▶ _WHAT IS NEEDED_
Search the records below for the word "horse". Copy each line where it occurs.

▶ _INPUT DATA_
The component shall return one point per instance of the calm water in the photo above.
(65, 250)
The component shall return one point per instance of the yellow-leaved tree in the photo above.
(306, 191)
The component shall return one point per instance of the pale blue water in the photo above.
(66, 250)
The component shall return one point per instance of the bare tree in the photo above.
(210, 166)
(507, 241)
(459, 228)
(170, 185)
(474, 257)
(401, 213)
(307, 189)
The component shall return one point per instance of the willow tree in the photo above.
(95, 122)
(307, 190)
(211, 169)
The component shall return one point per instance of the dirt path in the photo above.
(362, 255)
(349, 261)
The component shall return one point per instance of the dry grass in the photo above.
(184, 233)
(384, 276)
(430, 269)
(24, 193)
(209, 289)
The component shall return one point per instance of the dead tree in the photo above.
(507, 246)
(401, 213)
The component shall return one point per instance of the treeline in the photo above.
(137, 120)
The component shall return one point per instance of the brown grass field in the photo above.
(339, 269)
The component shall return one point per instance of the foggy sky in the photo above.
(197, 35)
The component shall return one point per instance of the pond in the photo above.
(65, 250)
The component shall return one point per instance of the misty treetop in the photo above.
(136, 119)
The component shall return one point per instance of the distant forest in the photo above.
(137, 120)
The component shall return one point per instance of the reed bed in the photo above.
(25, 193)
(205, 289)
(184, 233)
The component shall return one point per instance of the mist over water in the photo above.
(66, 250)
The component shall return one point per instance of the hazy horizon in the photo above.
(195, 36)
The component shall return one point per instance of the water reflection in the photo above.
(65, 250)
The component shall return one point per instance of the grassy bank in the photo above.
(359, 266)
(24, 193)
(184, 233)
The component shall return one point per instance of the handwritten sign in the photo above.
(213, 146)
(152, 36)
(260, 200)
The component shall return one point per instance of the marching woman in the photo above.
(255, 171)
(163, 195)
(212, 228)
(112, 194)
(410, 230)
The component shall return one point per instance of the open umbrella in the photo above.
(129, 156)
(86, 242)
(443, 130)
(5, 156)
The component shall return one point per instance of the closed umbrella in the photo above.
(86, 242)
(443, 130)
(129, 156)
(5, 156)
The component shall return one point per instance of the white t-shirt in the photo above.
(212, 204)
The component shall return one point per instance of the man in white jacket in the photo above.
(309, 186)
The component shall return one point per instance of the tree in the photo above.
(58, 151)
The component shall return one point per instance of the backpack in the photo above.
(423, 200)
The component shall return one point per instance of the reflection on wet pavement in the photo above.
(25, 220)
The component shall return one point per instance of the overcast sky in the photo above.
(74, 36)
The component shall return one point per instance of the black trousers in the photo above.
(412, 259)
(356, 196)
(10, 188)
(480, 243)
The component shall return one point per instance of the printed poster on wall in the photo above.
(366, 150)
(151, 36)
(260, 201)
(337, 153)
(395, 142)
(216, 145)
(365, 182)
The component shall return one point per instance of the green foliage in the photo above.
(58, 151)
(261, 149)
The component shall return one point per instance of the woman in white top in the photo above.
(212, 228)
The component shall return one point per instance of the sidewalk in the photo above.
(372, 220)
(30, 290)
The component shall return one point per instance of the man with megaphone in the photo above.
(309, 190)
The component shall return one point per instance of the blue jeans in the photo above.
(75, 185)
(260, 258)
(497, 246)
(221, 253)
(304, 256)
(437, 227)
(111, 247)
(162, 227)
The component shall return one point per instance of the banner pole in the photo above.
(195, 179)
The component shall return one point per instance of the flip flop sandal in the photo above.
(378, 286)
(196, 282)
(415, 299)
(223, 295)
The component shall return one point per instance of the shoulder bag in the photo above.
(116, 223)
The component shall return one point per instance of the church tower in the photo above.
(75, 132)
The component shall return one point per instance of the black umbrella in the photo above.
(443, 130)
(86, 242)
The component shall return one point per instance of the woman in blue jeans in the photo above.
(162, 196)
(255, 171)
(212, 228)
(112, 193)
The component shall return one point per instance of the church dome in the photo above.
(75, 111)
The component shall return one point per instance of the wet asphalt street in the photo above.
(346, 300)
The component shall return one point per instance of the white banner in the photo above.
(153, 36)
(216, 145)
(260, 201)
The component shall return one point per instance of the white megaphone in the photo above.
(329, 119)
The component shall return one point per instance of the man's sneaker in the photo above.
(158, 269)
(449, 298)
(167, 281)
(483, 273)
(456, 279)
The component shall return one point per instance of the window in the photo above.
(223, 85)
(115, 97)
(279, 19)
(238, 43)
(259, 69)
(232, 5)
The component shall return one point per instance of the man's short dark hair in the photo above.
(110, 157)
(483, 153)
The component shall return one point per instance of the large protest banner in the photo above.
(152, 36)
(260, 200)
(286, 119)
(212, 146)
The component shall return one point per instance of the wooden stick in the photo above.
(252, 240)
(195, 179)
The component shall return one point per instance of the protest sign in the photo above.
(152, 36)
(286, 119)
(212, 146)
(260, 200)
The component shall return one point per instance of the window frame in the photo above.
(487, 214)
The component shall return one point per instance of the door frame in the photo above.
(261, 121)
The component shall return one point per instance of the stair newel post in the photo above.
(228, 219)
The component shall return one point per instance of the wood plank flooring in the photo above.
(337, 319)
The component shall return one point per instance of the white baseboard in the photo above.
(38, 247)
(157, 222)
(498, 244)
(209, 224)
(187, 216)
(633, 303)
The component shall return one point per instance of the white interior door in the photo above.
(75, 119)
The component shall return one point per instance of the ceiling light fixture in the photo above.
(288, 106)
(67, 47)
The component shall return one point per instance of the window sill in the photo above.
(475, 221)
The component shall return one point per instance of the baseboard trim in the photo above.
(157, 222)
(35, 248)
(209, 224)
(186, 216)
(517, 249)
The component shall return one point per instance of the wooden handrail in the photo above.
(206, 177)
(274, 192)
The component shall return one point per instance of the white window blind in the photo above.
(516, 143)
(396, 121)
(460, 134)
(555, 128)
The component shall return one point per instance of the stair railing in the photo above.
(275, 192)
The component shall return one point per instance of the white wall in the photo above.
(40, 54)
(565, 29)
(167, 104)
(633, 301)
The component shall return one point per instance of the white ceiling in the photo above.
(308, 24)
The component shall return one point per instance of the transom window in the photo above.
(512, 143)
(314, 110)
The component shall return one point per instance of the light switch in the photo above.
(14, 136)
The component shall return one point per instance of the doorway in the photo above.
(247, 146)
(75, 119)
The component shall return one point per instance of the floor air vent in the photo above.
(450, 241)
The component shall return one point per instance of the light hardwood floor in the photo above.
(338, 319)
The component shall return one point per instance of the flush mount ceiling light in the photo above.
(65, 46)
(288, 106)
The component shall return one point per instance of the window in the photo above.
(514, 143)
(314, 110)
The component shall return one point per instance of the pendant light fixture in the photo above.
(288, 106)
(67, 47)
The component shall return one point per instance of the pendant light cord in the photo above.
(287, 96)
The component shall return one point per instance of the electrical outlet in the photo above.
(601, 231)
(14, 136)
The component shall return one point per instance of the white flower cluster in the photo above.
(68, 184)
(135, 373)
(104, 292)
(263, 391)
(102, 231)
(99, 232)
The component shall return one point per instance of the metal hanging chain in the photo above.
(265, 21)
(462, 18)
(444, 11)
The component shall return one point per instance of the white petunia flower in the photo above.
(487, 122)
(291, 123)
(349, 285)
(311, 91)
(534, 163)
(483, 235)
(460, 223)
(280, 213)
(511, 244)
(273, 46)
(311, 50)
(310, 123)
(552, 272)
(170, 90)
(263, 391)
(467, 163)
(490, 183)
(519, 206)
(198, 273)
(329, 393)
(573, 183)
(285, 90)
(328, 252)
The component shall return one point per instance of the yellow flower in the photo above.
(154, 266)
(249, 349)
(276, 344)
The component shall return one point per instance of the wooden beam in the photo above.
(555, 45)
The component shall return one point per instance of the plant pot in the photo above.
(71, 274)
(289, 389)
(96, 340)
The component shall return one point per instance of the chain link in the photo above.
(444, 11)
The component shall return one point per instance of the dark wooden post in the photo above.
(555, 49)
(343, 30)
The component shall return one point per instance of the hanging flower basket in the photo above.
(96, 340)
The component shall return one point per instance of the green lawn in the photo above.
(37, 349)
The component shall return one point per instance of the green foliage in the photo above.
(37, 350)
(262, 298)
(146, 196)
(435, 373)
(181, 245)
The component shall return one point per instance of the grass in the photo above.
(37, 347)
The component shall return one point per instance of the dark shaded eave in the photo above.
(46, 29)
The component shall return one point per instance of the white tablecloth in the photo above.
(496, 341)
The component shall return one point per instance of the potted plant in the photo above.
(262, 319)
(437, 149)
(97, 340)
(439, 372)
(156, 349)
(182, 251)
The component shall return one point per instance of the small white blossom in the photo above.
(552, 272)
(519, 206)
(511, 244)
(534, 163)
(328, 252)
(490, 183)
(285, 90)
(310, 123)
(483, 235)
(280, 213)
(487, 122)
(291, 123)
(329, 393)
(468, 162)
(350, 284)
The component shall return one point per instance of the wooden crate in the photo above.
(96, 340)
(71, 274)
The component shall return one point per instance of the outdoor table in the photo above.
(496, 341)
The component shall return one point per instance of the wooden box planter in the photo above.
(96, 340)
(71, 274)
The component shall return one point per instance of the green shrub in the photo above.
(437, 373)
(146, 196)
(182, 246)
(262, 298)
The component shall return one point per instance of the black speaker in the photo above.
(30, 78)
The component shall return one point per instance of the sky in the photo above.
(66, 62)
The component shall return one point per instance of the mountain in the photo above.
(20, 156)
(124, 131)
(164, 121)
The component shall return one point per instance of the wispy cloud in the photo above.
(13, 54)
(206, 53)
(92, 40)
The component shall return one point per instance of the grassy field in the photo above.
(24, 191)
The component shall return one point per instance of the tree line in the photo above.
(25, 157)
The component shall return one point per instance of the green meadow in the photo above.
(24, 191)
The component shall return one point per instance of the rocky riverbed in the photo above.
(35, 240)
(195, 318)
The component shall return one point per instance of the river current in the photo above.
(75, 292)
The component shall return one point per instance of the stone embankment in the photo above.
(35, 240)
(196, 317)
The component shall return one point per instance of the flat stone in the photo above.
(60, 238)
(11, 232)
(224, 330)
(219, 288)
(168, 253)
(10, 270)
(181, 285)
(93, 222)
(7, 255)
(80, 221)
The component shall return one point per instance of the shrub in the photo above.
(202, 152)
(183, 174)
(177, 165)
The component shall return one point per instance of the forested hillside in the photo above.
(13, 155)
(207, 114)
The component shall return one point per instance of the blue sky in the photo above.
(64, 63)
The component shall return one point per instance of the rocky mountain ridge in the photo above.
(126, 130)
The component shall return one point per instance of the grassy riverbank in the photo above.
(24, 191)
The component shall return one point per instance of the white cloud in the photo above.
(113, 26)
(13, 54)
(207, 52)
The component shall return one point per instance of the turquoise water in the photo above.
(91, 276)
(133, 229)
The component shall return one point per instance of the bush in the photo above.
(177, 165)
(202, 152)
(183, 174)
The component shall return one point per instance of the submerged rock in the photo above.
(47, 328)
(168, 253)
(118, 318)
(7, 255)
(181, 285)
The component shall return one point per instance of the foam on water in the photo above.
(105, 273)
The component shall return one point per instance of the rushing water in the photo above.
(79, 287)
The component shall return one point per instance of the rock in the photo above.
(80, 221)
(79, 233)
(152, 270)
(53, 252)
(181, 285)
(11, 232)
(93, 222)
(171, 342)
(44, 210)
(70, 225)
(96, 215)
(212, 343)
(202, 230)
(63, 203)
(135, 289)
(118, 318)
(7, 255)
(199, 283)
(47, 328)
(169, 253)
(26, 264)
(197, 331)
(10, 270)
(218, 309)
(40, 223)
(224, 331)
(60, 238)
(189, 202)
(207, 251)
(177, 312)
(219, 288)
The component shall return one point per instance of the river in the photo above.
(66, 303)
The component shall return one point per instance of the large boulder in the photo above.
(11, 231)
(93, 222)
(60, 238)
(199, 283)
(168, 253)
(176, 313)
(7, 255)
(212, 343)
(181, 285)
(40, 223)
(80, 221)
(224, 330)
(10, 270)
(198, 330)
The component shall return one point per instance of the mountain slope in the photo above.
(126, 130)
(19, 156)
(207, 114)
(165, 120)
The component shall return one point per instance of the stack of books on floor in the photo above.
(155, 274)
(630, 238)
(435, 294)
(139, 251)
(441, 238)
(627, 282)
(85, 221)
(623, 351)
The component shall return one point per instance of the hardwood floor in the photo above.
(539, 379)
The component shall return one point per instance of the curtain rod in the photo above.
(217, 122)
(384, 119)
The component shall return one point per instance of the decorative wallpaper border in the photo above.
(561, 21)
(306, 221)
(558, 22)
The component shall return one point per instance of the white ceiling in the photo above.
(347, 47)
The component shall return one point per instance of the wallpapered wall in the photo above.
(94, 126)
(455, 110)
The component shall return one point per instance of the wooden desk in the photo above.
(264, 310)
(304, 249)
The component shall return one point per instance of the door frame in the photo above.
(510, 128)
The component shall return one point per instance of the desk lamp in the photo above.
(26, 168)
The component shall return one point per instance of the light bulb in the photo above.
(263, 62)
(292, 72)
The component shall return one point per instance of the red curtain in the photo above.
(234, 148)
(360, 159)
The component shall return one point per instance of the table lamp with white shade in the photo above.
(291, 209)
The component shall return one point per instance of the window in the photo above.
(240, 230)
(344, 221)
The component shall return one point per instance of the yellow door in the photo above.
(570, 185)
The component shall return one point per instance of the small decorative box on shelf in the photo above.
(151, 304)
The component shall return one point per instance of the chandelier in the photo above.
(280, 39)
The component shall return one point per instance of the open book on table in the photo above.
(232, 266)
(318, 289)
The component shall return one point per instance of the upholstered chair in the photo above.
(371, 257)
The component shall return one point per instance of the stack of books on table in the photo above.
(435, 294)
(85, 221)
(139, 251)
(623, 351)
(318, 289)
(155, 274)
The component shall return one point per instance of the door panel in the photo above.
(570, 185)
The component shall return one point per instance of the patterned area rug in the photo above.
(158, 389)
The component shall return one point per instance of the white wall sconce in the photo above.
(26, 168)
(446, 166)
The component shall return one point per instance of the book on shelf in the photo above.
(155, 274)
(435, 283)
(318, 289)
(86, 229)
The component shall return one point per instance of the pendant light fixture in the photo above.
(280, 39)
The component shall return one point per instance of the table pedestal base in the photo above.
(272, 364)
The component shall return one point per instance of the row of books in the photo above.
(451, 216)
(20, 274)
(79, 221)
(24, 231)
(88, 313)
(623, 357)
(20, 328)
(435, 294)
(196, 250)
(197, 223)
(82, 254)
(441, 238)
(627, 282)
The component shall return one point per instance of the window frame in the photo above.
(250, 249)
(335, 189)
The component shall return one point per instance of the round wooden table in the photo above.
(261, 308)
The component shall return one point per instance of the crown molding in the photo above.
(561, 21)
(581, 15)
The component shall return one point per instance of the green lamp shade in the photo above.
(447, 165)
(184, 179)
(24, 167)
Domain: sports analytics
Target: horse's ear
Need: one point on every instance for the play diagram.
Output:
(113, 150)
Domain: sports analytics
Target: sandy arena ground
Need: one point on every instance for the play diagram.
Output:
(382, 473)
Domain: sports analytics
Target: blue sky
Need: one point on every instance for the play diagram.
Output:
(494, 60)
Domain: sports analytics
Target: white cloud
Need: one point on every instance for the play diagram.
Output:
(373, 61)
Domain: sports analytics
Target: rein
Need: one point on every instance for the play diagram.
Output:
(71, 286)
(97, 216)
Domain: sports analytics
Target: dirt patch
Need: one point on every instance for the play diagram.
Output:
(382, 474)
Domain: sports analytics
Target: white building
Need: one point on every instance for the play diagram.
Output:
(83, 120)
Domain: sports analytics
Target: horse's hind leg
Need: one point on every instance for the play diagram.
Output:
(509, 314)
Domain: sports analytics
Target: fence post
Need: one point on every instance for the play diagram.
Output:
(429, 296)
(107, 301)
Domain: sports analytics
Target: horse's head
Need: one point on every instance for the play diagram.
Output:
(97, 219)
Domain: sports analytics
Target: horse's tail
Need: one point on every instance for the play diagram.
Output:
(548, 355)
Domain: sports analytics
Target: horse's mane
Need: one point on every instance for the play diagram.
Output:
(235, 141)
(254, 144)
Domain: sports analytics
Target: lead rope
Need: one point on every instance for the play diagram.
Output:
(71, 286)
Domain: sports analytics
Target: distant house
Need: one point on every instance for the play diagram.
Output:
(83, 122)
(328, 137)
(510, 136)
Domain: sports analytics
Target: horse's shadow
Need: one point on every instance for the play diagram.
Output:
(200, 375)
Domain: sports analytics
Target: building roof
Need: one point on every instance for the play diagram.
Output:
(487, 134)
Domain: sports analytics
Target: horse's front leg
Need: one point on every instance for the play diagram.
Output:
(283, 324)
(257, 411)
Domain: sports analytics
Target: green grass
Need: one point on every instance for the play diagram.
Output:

▶ _COMPLETED EXERCISE_
Target: horse's ear
Target: horse's hind leg
Target: horse's head
Target: horse's tail
Target: horse's mane
Target: horse's shadow
Target: horse's front leg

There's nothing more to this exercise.